2 mai 2018

Comment demander des subventions pour son projet culturel ?

Comment demander des subventions pour son projet culturel ?

Vous avez un super projet culturel mais vous ne savez pas par où commencer pour chercher des partenaires, notamment financiers ? Les dossiers de subventions peuvent parfois faire peur, mais ils ne sont pas insurmontables. Voici quelques conseils que j’ai pu rassembler après plusieurs années à monter des dossiers, pour vous aider à entamer vos démarches. Cet article n'a pas vocation à être exhaustif. N'hésitez pas à compléter en commentaire si vous avez d'autres conseils à proposer !

Pour pouvoir présenter votre projet aux subventionneureuses (et autres partenaires), il est nécessaire de l’avoir pensé et rédigé. Même si tout n’est pas définitif, qu’il est susceptible d’être modifié dans les mois qui arrivent, il faut rédiger une base. Cette base vous permet de mieux cerner votre projet, mais aussi de savoir à qui demander des subventions.

Ne pensez pas seulement à ce que vous voulez dire sur votre projet, mais aussi – et surtout – à ce que celleux qui vont recevoir votre dossier veulent savoir.

Allez, c’est parti !

Rihanna disant « We gettin’ money » / « On se fait du fric ».

#1 Présenter la structure porteuse

Voici quelques pistes pour rédiger votre dossier de présentation :

  • Parlez de l’historique : quand votre structure est-elle née ? Quelle forme a-t-elle ?
  • Présentez les missions de votre association, ses particularités.
  • Avez-vous déjà monté des projets ? Établissez un historique (s’il a lieu d’être) des actions passées, incluant les partenaires qui les avaient soutenues.
  • Parlez aussi du nombre d’employé·es, de bénévoles, de toutes les personnes qui font que votre association et votre projet existent.

N’oubliez pas aussi de mentionner vos partenaires (pas seulement financiers) ; en général, les subventionneureuses n’aiment pas être seul·es partenaires d’une action, notamment financièrement, il faut penser à diversifier. Et si les partenariats ne sont pas encore fixés, vous pouvez tout de même indiquer ceux que vous envisagez. Attention cependant à comment vous les indiquez, que cela ne soit pas mensonger.

_Objectif de l'exercice_
Recopiez à l'identique le passage de l'article sur les subventions culturelles qui va de « Allez, c’est parti ! » jusqu'à « association, ses particularités. ».

_Données d'entrée_

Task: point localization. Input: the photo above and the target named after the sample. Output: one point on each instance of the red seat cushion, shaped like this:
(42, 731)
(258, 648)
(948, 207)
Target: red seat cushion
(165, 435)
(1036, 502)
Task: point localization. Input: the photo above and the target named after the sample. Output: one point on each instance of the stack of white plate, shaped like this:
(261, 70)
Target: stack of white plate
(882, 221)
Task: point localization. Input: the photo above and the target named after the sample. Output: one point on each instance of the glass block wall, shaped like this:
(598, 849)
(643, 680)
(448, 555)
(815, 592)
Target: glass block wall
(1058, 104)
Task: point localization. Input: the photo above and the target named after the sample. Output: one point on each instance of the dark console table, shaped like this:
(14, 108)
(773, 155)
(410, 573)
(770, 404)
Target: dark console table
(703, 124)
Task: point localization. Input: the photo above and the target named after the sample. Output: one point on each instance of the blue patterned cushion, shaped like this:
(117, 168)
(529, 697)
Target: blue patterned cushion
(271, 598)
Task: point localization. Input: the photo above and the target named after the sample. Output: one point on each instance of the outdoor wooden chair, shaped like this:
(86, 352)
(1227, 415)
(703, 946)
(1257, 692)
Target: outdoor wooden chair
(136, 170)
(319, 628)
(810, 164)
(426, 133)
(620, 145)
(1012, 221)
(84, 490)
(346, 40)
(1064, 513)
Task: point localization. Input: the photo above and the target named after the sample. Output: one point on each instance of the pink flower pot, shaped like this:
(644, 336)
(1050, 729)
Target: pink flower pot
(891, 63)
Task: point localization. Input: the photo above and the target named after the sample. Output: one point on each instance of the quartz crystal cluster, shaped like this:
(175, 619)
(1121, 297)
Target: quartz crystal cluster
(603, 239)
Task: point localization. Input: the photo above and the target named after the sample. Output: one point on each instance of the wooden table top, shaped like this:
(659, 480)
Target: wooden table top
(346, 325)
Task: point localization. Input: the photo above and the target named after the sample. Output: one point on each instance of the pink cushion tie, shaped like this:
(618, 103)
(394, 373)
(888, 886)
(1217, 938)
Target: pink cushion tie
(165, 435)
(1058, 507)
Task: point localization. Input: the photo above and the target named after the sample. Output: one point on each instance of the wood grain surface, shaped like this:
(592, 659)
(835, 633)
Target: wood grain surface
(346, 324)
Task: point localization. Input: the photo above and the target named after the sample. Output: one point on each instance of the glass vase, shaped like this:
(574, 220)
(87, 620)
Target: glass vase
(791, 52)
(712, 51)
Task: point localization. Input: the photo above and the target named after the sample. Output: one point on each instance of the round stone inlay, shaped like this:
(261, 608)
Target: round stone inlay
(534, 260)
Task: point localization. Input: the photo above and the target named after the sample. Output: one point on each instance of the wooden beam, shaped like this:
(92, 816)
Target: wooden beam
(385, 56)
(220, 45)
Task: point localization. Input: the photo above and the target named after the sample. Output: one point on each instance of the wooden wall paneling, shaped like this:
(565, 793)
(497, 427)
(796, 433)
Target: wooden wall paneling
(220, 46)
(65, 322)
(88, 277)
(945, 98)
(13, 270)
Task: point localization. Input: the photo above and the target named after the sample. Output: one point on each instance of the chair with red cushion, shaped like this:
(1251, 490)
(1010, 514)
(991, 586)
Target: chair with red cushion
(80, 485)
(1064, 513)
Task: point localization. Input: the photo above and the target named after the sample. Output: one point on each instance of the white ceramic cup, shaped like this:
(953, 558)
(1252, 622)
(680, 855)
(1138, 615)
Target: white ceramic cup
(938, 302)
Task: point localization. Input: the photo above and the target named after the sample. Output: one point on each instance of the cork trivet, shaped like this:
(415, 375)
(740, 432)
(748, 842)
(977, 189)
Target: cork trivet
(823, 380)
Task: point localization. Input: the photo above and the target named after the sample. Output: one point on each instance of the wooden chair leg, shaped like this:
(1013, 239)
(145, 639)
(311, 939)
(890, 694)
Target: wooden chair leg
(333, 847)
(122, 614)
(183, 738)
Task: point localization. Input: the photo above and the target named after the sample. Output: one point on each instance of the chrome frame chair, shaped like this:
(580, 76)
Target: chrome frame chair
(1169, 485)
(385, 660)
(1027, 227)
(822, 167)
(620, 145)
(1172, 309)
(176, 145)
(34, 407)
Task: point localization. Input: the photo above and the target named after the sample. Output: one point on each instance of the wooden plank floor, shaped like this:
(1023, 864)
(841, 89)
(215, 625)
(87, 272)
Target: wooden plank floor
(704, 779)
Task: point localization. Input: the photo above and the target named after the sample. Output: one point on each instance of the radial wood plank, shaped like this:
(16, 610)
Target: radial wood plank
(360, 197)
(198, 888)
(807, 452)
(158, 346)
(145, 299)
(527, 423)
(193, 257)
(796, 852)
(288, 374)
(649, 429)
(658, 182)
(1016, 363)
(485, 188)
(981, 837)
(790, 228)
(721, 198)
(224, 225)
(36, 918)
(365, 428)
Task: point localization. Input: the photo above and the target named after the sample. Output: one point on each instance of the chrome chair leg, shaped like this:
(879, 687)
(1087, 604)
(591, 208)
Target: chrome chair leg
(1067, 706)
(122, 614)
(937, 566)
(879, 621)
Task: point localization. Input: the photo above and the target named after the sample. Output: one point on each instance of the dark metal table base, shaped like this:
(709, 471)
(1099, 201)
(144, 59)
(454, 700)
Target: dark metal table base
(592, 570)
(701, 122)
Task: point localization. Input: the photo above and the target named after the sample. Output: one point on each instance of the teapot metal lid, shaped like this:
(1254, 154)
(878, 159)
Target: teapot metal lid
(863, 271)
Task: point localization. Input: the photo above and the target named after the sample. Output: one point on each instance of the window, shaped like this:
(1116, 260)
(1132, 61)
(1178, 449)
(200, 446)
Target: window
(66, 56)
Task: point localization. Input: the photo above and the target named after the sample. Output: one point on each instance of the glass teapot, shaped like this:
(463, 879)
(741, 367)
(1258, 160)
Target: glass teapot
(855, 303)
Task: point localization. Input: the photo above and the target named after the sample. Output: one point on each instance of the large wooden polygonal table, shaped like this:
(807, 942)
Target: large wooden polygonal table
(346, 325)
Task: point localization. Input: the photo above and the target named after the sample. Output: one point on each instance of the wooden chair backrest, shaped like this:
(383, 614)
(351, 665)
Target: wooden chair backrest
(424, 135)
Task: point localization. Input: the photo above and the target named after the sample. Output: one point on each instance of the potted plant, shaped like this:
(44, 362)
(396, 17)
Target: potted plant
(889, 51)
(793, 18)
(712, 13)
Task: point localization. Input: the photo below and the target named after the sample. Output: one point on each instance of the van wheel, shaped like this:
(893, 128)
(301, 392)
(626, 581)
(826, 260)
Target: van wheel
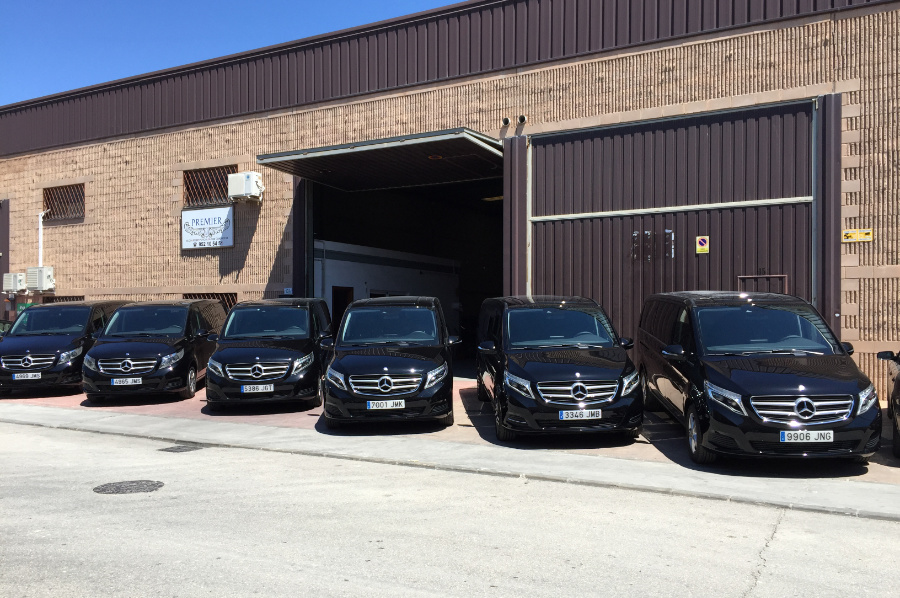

_Zone de réponse_
Allez, c’est parti !

Rihanna disant « We gettin’ money » / « On se fait du fric ».

#1 Présenter la structure porteuse

Voici quelques pistes pour rédiger votre dossier de présentation :

  • Parlez de l’historique : quand votre structure est-elle née ? Quelle forme a-t-elle ?
  • Présentez les missions de votre association, ses particularités.